_Point-per-instance localization data_
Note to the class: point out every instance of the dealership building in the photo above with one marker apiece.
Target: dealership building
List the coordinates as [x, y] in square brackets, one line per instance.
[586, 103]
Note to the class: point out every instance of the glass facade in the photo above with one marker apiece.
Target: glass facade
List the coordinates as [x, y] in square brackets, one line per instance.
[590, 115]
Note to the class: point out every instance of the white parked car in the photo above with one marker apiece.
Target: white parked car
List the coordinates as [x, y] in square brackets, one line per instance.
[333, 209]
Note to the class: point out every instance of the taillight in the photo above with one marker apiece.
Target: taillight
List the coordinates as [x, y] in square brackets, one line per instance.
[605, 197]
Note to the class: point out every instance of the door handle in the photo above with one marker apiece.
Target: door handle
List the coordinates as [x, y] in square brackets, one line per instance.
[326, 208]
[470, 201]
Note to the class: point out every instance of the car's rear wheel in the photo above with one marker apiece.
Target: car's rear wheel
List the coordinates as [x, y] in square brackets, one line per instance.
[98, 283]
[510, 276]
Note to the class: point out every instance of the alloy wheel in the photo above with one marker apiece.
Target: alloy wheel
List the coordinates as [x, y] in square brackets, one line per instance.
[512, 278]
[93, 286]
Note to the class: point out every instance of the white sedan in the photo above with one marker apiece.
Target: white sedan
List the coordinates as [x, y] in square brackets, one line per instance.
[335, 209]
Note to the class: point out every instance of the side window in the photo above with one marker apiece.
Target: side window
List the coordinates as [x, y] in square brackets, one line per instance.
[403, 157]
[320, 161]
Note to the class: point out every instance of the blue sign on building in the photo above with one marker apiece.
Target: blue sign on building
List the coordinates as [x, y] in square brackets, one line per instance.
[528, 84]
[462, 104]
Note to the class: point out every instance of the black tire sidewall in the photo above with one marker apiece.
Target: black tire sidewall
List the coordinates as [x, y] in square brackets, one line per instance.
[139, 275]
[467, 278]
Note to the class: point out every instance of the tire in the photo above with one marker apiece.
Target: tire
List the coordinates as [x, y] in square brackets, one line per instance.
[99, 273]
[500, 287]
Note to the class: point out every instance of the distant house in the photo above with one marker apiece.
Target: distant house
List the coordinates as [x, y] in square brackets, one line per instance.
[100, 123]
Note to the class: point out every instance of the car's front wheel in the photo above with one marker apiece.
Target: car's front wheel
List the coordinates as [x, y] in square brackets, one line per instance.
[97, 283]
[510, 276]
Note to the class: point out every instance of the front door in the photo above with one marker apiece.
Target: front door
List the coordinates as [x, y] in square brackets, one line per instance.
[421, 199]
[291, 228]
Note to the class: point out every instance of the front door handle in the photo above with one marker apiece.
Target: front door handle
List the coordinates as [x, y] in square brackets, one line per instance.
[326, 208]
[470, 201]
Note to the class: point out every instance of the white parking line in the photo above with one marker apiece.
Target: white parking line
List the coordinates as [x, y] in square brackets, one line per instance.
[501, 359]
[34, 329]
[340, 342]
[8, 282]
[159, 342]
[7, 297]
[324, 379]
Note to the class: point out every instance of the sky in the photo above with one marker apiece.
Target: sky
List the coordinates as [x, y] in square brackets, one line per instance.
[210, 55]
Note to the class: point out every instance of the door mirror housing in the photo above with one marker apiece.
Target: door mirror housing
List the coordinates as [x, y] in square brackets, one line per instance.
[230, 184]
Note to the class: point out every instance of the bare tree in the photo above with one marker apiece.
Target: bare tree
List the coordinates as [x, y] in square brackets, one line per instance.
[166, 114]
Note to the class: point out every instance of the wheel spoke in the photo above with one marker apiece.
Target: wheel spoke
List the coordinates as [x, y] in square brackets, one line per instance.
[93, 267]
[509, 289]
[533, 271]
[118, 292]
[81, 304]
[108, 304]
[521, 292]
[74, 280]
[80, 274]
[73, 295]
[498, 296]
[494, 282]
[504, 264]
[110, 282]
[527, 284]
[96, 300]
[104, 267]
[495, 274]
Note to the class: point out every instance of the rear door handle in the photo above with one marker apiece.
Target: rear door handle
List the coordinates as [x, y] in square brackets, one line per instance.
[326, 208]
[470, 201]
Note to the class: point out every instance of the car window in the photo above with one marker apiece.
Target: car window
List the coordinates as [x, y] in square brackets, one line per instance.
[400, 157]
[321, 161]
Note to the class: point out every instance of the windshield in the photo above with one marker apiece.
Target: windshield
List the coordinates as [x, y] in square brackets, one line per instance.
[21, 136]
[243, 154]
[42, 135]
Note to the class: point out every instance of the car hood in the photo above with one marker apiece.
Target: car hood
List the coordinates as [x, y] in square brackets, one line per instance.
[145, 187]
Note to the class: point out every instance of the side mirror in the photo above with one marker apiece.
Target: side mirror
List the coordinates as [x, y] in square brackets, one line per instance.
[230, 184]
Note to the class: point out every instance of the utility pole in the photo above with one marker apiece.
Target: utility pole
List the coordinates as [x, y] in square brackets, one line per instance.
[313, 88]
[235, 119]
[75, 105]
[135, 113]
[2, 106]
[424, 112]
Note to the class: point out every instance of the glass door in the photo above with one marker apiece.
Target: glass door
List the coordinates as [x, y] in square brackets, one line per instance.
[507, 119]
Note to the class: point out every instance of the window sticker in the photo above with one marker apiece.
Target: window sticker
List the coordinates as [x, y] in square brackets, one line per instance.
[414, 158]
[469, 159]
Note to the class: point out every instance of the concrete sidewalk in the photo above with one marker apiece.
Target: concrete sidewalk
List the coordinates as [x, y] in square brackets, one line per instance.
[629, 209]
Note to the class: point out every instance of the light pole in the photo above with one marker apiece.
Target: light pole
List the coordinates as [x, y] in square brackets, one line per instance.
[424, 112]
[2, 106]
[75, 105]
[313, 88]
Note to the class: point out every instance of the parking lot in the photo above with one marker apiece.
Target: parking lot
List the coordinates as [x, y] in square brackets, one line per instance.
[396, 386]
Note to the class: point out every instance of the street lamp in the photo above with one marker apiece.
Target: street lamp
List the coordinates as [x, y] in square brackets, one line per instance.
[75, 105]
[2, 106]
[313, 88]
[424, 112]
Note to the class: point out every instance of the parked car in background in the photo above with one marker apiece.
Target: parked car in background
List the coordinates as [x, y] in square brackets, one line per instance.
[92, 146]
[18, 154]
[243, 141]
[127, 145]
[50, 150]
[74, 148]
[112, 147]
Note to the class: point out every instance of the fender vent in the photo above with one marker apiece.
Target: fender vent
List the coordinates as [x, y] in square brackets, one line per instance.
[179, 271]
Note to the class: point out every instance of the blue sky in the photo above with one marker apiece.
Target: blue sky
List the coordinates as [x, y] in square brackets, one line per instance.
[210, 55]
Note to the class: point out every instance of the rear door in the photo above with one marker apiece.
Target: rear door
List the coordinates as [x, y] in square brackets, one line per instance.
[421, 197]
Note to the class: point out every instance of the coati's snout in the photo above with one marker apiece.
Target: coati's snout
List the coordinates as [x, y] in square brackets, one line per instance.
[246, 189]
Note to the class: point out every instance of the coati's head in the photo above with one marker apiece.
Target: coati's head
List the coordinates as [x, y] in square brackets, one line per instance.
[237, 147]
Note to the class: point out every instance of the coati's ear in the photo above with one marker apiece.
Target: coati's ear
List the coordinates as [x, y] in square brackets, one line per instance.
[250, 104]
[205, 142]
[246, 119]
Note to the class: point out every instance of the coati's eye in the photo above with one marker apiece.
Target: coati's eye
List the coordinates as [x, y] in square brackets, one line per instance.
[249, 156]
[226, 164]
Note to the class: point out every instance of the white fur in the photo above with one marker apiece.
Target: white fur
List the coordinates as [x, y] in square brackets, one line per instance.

_TASK DIRECTIONS_
The answer must be a single number: the count of lines in the entries above that contain "lamp".

_SOLVED PROBLEM_
2